▶ YOUR ASSIGNMENT
Can you rewrite the Gaza war article from "Battles in north, south" up to and including "trapped under rubble." with "rubble" swapped out for "debris"?

▶ EXERCISE TEXT
════════

Israeli carpet bombing flattens Gaza as war crosses two-month mark

As relentless strikes target Gaza's southern edge, a growing sense of fear permeates one of the few remaining areas where people can seek refuge, highlighting the escalating tensions and humanitarian crisis in the region.

Israel's campaign has killed more than 16,200 people in Gaza — most of them women and children — and wounded more than 42,000.  / Photo: AFP
AFP

Israel's campaign has killed more than 16,200 people in Gaza — most of them women and children — and wounded more than 42,000.  / Photo: AFP

Israeli forces struck the southern Gaza town of Rafah twice overnight, residents said Thursday, sowing fear in one of the last places where civilians could seek refuge after Israel widened its offensive against Hamas to areas already packed with displaced people.

United Nations officials say there are no safe places in Gaza. Heavy fighting in and around the southern city of Khan Younis has displaced tens of thousands of people in a territory where over 80 percent of the population has already fled their homes and cut most of Gaza off from deliveries of food, water and other vital aid.

Two months into the war, the grinding offensive has set off renewed alarms internationally, with UN Secretary-General Antonio Guterres using a rarely exercised power to warn the Security Council of an impending “humanitarian catastrophe” and urging members to demand a cease-fire.

The United States has called on Israel to limit civilian deaths and displacement, saying too many Palestinians were killed when it obliterated much of Gaza City and the north.

But President Joe Biden's administration, which has pledged unwavering support for Israel, appeared likely to block any such UN effort to halt the fighting.

Israel says it must crush Hamas' military capabilities and remove it from power following the Oct. 7 attack that ignited the war. Troops have pushed into Khan Younis, Gaza's second-largest city, which Israeli officials have portrayed as Hamas' centre of gravity — something they previously said was in Gaza City and its Shifa Hospital.

Battles in north, south

The UN says some 1.87 million people — over 80 percent of the population of 2.3 million — have already fled their homes, many of them displaced multiple times.

Israel's campaign has killed more than 16,200 people in Gaza — most of them women and children — and wounded more than 42,000, according to the territory’s Health Ministry, which says many others are trapped under rubble.

════════

▶ THE DATA
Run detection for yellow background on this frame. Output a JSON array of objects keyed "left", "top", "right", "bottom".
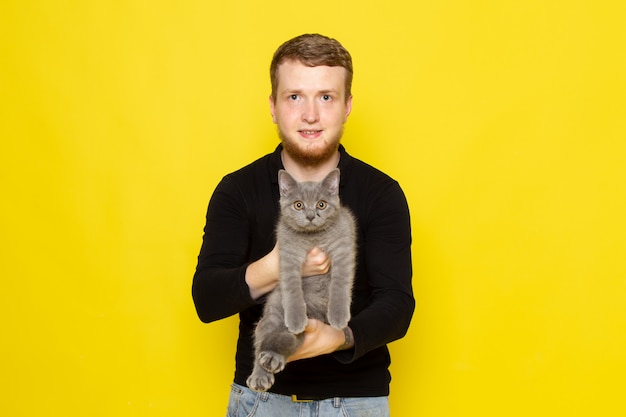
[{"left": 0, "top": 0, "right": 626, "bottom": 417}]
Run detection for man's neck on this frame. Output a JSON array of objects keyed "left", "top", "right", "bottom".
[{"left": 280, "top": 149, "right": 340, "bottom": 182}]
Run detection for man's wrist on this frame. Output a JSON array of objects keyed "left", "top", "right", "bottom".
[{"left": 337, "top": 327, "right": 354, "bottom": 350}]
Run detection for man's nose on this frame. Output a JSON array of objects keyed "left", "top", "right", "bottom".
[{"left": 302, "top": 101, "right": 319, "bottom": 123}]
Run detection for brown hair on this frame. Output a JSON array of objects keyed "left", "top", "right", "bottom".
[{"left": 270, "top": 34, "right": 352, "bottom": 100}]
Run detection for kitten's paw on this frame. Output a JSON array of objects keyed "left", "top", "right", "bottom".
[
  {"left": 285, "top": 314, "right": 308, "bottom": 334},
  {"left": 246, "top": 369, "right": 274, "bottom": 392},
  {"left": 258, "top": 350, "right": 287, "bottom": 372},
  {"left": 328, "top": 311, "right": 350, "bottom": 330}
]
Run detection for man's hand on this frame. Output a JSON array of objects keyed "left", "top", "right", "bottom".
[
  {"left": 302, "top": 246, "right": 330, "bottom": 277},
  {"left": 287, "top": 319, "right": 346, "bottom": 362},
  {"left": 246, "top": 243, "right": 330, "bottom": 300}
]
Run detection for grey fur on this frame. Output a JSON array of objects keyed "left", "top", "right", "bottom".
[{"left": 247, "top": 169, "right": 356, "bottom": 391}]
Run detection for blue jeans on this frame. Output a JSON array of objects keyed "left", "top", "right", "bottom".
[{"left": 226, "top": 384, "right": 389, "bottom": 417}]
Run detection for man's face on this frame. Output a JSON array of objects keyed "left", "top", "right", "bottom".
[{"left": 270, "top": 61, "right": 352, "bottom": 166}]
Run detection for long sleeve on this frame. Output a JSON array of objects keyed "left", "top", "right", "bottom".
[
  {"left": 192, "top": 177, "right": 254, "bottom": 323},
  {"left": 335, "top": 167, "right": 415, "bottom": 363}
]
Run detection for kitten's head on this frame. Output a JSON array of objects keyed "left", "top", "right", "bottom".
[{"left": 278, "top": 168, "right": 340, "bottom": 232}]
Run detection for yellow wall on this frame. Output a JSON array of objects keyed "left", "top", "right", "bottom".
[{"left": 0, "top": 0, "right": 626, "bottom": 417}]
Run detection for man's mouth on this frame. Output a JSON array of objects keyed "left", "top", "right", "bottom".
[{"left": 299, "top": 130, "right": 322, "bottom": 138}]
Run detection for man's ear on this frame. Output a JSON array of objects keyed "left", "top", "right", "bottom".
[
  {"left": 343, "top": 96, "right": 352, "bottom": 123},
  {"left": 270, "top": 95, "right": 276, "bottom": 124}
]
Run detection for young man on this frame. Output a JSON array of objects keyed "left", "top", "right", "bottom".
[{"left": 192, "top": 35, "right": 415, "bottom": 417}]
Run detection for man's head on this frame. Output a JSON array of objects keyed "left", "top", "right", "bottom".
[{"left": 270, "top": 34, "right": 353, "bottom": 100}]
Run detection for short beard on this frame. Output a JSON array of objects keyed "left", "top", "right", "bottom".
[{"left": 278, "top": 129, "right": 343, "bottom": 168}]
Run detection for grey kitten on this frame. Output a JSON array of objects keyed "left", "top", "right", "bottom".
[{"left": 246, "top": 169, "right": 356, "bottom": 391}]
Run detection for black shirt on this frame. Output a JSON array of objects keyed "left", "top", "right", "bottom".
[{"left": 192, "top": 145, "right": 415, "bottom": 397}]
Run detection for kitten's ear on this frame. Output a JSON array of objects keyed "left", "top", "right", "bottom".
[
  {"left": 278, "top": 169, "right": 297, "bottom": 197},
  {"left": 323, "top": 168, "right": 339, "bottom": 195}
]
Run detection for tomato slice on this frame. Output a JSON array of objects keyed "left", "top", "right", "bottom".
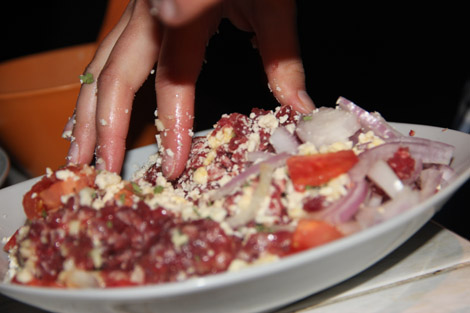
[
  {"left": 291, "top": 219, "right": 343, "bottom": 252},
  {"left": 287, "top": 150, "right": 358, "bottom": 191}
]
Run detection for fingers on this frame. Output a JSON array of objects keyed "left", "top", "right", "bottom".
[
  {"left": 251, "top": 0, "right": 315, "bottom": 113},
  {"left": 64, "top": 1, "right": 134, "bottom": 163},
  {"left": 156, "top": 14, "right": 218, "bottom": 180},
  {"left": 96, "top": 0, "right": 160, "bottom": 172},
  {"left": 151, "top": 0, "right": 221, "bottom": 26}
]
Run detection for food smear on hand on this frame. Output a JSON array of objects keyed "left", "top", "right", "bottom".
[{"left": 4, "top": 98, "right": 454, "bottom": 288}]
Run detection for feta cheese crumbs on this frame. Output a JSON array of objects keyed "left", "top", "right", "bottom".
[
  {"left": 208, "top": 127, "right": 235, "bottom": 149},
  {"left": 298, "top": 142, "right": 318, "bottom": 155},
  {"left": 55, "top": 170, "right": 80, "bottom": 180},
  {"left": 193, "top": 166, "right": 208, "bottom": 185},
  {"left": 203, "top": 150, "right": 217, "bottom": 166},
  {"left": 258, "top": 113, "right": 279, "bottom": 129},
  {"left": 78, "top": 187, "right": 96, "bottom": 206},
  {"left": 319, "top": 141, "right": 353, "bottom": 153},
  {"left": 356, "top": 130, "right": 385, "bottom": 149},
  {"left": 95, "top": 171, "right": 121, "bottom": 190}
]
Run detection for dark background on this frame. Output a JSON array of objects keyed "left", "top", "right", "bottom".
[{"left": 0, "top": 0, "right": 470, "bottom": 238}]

════════

▶ ANSWER SECTION
Battles in north, south

The UN says some 1.87 million people — over 80 percent of the population of 2.3 million — have already fled their homes, many of them displaced multiple times.

Israel's campaign has killed more than 16,200 people in Gaza — most of them women and children — and wounded more than 42,000, according to the territory’s Health Ministry, which says many others are trapped under debris.